Problem statement - Each line below should be retyped exactly, with no pictures.

----- The data -----

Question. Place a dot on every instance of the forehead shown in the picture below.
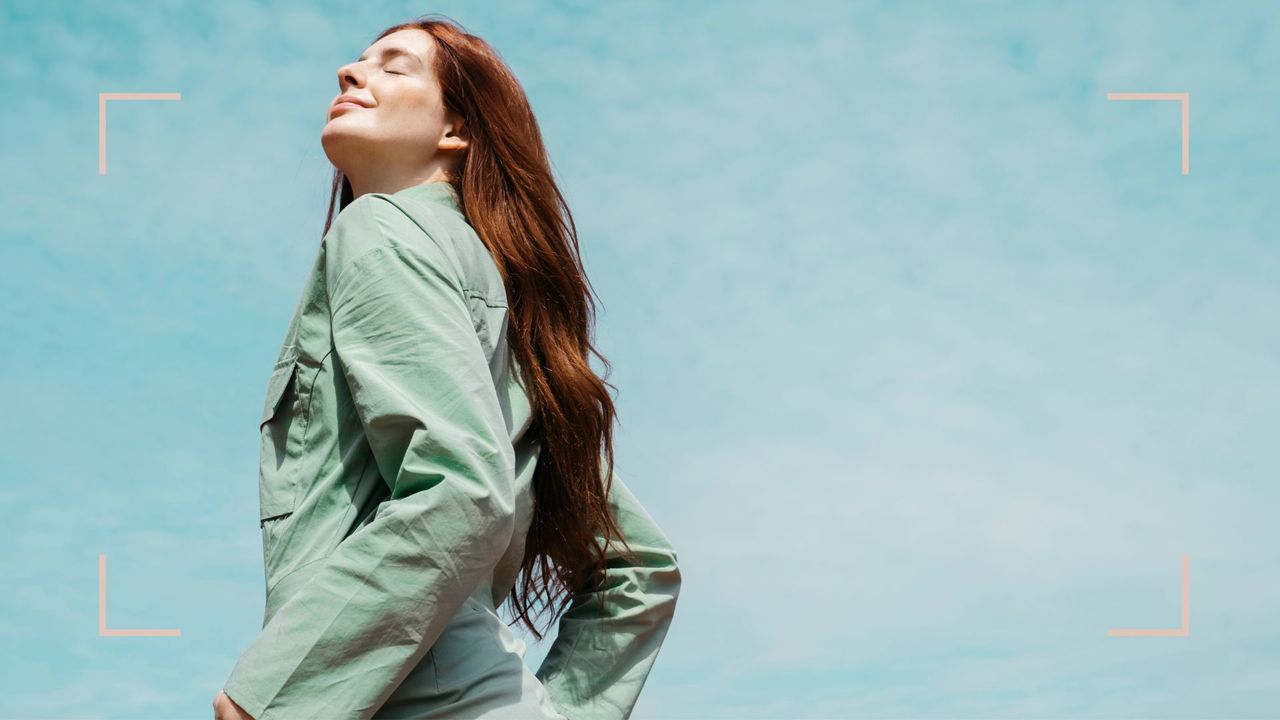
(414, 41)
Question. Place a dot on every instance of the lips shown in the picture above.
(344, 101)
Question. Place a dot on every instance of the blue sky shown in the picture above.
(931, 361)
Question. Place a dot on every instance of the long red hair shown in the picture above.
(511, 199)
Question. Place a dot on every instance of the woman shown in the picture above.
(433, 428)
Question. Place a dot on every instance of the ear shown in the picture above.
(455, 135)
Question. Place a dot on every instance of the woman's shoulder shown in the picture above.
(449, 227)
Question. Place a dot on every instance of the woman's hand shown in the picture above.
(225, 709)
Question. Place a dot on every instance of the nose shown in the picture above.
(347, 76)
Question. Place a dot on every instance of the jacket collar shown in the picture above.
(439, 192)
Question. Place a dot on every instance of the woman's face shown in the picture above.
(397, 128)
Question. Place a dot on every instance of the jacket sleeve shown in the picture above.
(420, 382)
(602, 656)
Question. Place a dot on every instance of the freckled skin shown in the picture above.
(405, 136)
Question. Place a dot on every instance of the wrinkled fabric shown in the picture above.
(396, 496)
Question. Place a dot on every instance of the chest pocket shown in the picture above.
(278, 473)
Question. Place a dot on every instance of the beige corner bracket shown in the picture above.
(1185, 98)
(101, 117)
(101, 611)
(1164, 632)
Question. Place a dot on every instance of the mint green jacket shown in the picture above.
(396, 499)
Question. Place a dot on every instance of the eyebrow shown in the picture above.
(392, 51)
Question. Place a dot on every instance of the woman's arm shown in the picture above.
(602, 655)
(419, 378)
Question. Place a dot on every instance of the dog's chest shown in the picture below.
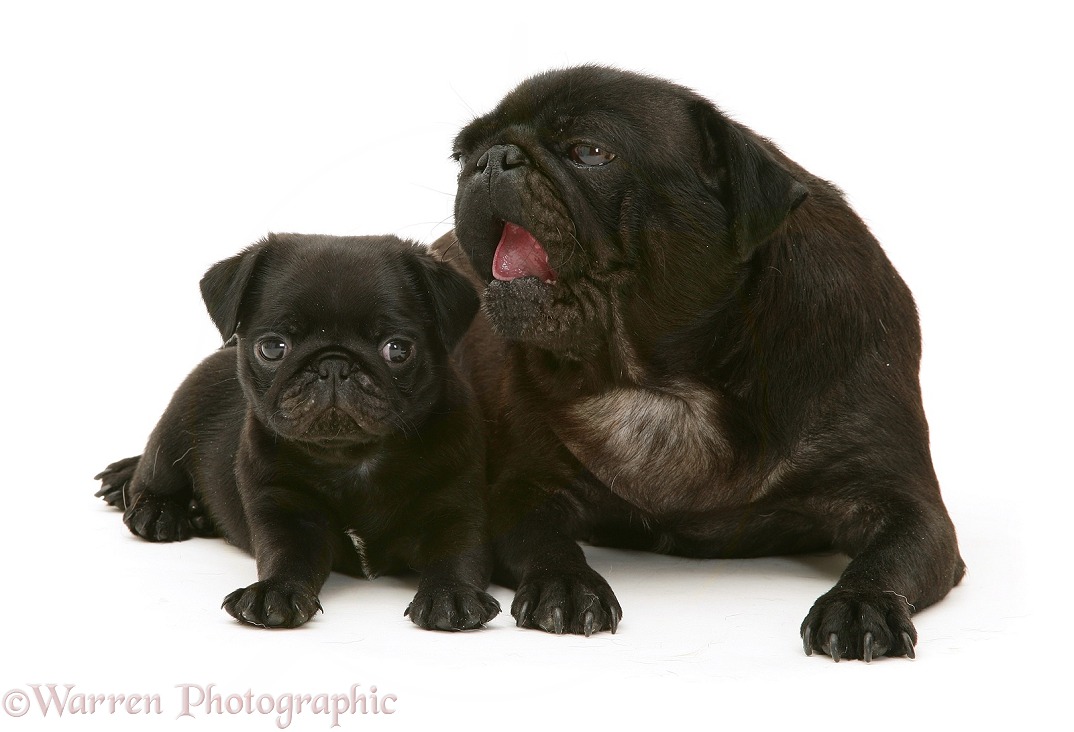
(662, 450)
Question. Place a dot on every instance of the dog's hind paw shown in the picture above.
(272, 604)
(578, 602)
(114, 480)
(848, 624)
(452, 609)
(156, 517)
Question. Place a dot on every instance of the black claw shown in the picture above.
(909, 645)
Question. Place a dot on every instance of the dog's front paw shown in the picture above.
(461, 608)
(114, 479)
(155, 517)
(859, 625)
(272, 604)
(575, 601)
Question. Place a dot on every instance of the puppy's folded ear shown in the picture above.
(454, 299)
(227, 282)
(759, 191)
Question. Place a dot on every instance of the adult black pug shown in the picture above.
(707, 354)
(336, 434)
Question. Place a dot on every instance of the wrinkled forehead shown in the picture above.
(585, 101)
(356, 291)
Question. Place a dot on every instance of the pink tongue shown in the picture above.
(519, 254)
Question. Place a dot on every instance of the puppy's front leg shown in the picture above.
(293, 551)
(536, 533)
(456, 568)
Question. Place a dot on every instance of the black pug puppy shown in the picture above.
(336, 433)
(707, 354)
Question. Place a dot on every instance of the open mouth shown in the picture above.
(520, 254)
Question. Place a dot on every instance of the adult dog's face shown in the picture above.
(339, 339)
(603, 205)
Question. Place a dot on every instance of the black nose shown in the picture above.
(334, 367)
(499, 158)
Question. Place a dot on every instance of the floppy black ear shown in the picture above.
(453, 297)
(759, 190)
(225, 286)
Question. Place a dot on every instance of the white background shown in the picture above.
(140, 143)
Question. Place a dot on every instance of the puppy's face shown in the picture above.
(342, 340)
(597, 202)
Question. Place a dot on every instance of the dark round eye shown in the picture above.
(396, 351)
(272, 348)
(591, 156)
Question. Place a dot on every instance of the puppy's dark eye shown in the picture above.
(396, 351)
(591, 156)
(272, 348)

-----

Response for this exercise -
Question. Place a dot on every instance of the forehead shown in the picture below.
(414, 41)
Question. Place a dot on every instance of the lips shown in the picture above.
(344, 101)
Question. Place a dot on every instance of the blue sky shown in the picture above.
(931, 361)
Question. Place a dot on every instance of the long red hair shown in the picture above.
(511, 199)
Question. Place a dot on every instance of the woman shown in the picture above.
(433, 428)
Question. Place a dot on every instance of the ear shown in the picture above.
(455, 135)
Question. Place a dot on every instance of the woman's shoulder shown in the picture above.
(449, 227)
Question. Place a dot on every instance of the woman's hand shown in the picture above.
(225, 709)
Question. Place a dot on every instance of the nose shown in the picture above.
(347, 76)
Question. Place a dot on every instance of the jacket collar shown in the picture above.
(439, 192)
Question. Place a dot on every instance of the woman's face shown in the picture above.
(397, 128)
Question. Place a dot on every instance of the jacket sleeve shown in the picture above.
(420, 382)
(602, 656)
Question. Place a dot on every instance of the freckled skin shown in the picture above.
(405, 136)
Question. Place a dot on every instance of the wrinkled fabric shown in the picture above.
(396, 496)
Question. Place a dot on every instance of the chest pocket shown in the picture above.
(278, 473)
Question. Place a dot on every instance of the beige corner bracket shown in the picture above.
(1185, 98)
(101, 117)
(101, 611)
(1164, 632)
Question. Place a dot on every instance of the mint green jacket shown in the picture above.
(396, 499)
Question. Place a dot on every instance of the eyebrow shown in the picture above.
(392, 51)
Question. Place a dot on every instance of the woman's arm shown in the picture above.
(602, 655)
(419, 378)
Question. Place a dot on every instance of the dog's chest shown in the picture below.
(662, 450)
Question. Place a dot on every instance of the dog's hind paw shown in the picture above.
(272, 604)
(578, 602)
(114, 480)
(848, 624)
(452, 609)
(156, 517)
Question. Place a dot on every instance of the black claw shown in the picture above.
(909, 645)
Question. Place a dot on every instance of the dog's front paw shown in the picture above.
(461, 608)
(114, 479)
(155, 517)
(859, 625)
(272, 604)
(575, 601)
Question. Place a dot on every instance of the puppy's folded ear shown in the picture above.
(454, 299)
(227, 282)
(759, 191)
Question. Place a dot on every instance of the adult black pug shown in the picture above.
(707, 354)
(336, 434)
Question. Place a dot on every instance of the wrinkled forehead shown in the picture above.
(585, 101)
(356, 291)
Question. Place a dot on every instance of the pink tongue shown in the picture above.
(519, 254)
Question. Place a dot on every instance of the puppy's front leg shown in the picture above.
(293, 551)
(536, 533)
(456, 568)
Question. Place a dot on every instance of the black pug puppy shown in the picture above.
(336, 433)
(707, 354)
Question. Place a dot on every instance of the open mouth shown in the picture above.
(520, 254)
Question. Place a dot on every instance of the adult dog's face shown in the picture above.
(339, 339)
(603, 205)
Question. Place a dot on every instance of the black nose shown in the picture above.
(334, 367)
(499, 158)
Question. Place a dot on every instance of the floppy black ear shown in the picture above.
(453, 297)
(759, 190)
(225, 286)
Question. Place a dot on every instance of the white background shown in the picture above.
(140, 143)
Question. Place a dot on every instance of the puppy's face shown in the picture above.
(342, 340)
(597, 202)
Question. Place a dot on every instance of the dark round eye shown in the picture above.
(396, 351)
(272, 348)
(591, 156)
Question. Place a dot on every instance of the puppy's dark eye shown in the picture above.
(396, 351)
(591, 156)
(272, 348)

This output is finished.